Archegozetes longisetosus

Scientific classification
- Kingdom: Animalia
- Phylum: Arthropoda
- Subphylum: Chelicerata
- Class: Arachnida
- Order: Sarcoptiformes
- Family: Trhypochtoniidae
- Genus: Archegozetes
- Species: A. longisetosus
- Binomial name: Archegozetes longisetosus Aoki, 1965

= Archegozetes longisetosus =

- Genus: Archegozetes
- Species: longisetosus
- Authority: Aoki, 1965

Species of mite

Archegozetes longisetosus is a species of tropical moss mite in the family Trhypochthoniidae. It has been used as a model organism and has been found to have a very high pulling strength relative to its size.

== Reproduction ==
Mites in the suborder Desmonomata are thought to have been reproducing exclusively by parthenogenesis for a very long time. All individuals of Archegozetes longisetosus are female and clutches of two to thirty eggs are laid every few days with the reproductive rate averaging 1.3 eggs per day. There are six developmental stages, a prelarval and a larval stage, three nymphal stages and an adult stage.

== Food ==
Oribatid mites differ from other chelicerate animals such as spiders by the fact that they feed on food particles which they digest internally rather than fluid food digested externally. In a feeding experiment, specimens of Archegozetes longisetosus were offered algae Protococcus sp. scraped from tree bark, two fungi, Stachybotrys sp. and Alternaria sp., and some filter papers made of cellulose-rich wood fibres. They fed preferentially on the algae and also consumed the Alternaria but rejected the Stachybotrys and the filter papers. After about ten days they started to secrete chitinase but did not develop cellulase enzymes to break down cellulose under any of the experimental treatments.

== Predators ==
Small rove beetles of the family Staphylinidae live among the leaf litter and largely feed on mites. Archegozetes longisetosus seems to have a chemical defence against being eaten as it has a pair of large oil glands on its abdomen. It was found that the beetles would eat mites from which the oil glands had been removed but would not eat intact specimens.

Required action - Write out the text on Archegozetes longisetosus word for word, starting at "Archegozetes longisetosus is" and ending at "an adult stage.".

Supplied material -

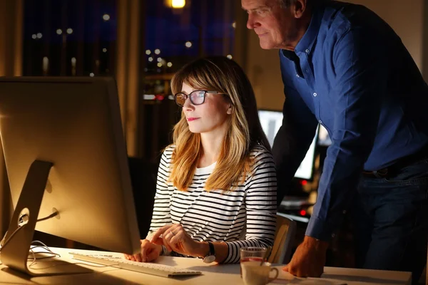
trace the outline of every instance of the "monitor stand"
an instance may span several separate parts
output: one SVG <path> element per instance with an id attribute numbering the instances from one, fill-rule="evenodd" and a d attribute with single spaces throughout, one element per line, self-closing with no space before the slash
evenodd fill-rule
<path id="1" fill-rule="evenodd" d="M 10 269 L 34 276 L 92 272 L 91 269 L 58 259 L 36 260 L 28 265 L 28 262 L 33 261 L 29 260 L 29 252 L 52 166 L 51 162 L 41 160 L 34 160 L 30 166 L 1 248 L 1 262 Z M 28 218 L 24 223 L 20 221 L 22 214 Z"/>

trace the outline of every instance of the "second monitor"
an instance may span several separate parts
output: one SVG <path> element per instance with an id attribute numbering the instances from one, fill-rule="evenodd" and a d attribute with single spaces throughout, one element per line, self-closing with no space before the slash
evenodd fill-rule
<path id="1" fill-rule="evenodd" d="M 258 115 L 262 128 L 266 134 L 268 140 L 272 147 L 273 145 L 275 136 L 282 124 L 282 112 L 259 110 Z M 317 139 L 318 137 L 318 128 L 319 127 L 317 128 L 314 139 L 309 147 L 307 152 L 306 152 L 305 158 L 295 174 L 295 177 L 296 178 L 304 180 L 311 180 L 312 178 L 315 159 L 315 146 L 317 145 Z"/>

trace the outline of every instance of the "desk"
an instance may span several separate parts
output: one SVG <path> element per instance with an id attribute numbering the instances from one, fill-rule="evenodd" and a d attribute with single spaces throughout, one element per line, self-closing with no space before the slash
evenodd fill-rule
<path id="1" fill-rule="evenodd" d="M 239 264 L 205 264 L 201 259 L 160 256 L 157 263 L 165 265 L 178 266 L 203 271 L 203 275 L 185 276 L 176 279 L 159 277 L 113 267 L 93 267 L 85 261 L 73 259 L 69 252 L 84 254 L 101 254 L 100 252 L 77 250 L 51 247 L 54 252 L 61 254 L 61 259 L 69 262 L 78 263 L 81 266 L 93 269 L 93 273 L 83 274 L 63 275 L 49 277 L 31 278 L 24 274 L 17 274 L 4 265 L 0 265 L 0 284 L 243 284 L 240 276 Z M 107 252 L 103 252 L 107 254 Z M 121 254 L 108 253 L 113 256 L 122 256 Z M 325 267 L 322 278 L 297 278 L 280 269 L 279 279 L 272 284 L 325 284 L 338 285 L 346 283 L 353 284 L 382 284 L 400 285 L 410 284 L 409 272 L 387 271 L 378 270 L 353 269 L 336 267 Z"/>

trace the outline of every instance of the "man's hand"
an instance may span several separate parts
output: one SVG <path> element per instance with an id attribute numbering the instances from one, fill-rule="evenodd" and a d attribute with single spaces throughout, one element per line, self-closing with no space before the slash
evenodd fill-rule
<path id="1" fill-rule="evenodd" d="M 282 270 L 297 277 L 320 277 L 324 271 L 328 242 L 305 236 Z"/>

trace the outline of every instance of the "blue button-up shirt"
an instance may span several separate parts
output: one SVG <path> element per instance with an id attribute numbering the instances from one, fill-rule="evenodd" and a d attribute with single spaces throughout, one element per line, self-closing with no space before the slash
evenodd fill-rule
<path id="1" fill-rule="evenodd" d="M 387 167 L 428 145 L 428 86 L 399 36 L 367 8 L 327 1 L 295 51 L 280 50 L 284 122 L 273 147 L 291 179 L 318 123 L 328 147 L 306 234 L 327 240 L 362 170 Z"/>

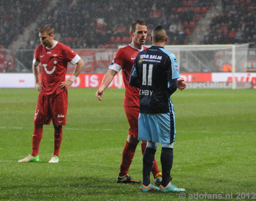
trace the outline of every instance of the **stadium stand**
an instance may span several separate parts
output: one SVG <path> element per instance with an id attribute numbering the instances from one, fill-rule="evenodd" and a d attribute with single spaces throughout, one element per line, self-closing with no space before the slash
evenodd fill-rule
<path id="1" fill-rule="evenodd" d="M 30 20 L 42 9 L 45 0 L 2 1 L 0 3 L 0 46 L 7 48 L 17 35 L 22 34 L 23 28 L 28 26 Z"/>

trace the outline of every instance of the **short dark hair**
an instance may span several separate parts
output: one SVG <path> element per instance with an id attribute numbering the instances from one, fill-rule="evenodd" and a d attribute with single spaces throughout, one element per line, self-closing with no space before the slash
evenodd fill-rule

Written answer -
Archegozetes longisetosus is a species of tropical moss mite in the family Trhypochthoniidae. It has been used as a model organism and has been found to have a very high pulling strength relative to its size.

== Reproduction ==
Mites in the suborder Desmonomata are thought to have been reproducing exclusively by parthenogenesis for a very long time. All individuals of Archegozetes longisetosus are female and clutches of two to thirty eggs are laid every few days with the reproductive rate averaging 1.3 eggs per day. There are six developmental stages, a prelarval and a larval stage, three nymphal stages and an adult stage.